**WHAT TO PRODUCE:** Reproduce each of the records below verbatim, omitting the pictures from your answer.
[start LISTING]
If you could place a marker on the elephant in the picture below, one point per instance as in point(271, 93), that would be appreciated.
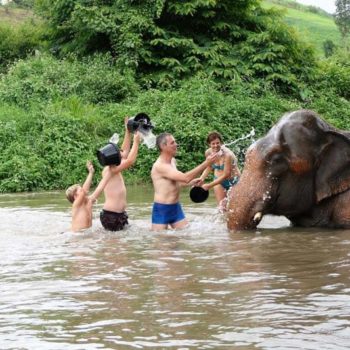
point(299, 169)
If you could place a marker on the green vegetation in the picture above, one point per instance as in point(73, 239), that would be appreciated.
point(315, 26)
point(194, 66)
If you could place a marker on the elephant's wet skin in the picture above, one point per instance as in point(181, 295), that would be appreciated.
point(300, 169)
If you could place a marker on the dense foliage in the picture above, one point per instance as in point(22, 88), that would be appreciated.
point(42, 78)
point(342, 17)
point(18, 42)
point(194, 66)
point(166, 40)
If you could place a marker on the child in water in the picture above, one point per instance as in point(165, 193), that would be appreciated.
point(225, 169)
point(82, 202)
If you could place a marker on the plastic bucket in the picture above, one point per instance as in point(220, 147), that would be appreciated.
point(109, 155)
point(141, 122)
point(198, 194)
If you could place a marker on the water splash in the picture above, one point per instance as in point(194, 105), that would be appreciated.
point(240, 145)
point(149, 139)
point(244, 137)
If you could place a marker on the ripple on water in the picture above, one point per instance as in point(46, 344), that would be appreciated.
point(275, 288)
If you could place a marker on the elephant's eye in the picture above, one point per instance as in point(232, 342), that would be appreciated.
point(277, 164)
point(277, 158)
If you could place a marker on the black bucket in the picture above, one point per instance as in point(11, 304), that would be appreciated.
point(198, 194)
point(109, 155)
point(141, 122)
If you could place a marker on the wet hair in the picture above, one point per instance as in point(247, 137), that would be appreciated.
point(71, 191)
point(161, 140)
point(213, 136)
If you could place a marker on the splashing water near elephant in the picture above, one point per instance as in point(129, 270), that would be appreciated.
point(240, 145)
point(149, 139)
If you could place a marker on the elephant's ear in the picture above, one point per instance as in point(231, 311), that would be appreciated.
point(333, 174)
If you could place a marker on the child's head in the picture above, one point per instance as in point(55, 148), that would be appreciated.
point(72, 191)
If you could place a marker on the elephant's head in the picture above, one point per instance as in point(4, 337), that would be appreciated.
point(301, 163)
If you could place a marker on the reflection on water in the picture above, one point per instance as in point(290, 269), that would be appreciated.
point(201, 288)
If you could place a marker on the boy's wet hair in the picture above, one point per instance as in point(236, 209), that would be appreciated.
point(71, 191)
point(161, 140)
point(213, 136)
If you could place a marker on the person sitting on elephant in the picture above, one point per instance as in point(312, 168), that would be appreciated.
point(225, 169)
[end LISTING]
**WORKED SOLUTION:**
If you could place a marker on the elephant in the picture below, one point per instance as in point(271, 93), that would be appreciated.
point(299, 169)
If you could place a marker on the green vegetation in the picture above, one point per instance as in point(73, 239), that would be appreciated.
point(315, 26)
point(194, 66)
If you could place a marker on the elephant's wet skin in the picture above, one point per instance as in point(181, 295), that would be appreciated.
point(300, 169)
If you could place a marker on the dense foliage in the picture above, one point per instance as in point(22, 88), that would be appreciated.
point(42, 78)
point(342, 17)
point(18, 42)
point(194, 66)
point(166, 40)
If you could place a marker on the child in water in the picture above, one point per instance as in point(165, 193), that would be appreciated.
point(225, 169)
point(82, 202)
If you could place a marker on the plastic bucket in the picture above, one point per instance as in point(220, 147), that would be appreciated.
point(109, 155)
point(141, 122)
point(198, 194)
If you could place a marker on the water splash in the picture above, one point per instance as in point(194, 105), that would be appreciated.
point(240, 145)
point(149, 139)
point(244, 137)
If you could place a marker on the ripple on water in the picture above, one point per instance as in point(46, 344), that would be appreciated.
point(275, 288)
If you could place a marker on the elephant's eye in the picture above, one point per instance as in point(232, 342), that would be appreciated.
point(277, 164)
point(277, 158)
If you could place a marker on the black bucket in the picture above, one point per instance as in point(11, 304), that would be appreciated.
point(198, 194)
point(109, 155)
point(141, 122)
If you could place a marker on the wet hair in the picture above, one point per instance as in point(247, 137), that would be appreciated.
point(71, 191)
point(161, 140)
point(213, 136)
If you could place a marker on the splashing water near elephant in the picture above, one point per instance as in point(129, 270), that would be appreciated.
point(240, 145)
point(149, 139)
If you could place a marker on the elephant's ear in the picture above, one point per instance as in point(231, 311), that would be appreciated.
point(333, 174)
If you could place a marker on the child's head in the picture above, one point per instance as in point(55, 148), that would be appreciated.
point(72, 191)
If you could place a marker on the elephant's head in the picture above, one point per instance as in point(4, 337), that would be appreciated.
point(301, 163)
If you could place a marker on the reflection on water in the picture above, one point per instance as in point(290, 269), that would be appreciated.
point(201, 288)
If you could place a marker on the boy's wet hair in the picture above, one point per instance as in point(236, 209), that would be appreciated.
point(71, 191)
point(161, 140)
point(213, 136)
If you could place a marker on the person sitting on elephant in the picture above, one point per instance as in point(312, 168), that would be appreciated.
point(225, 169)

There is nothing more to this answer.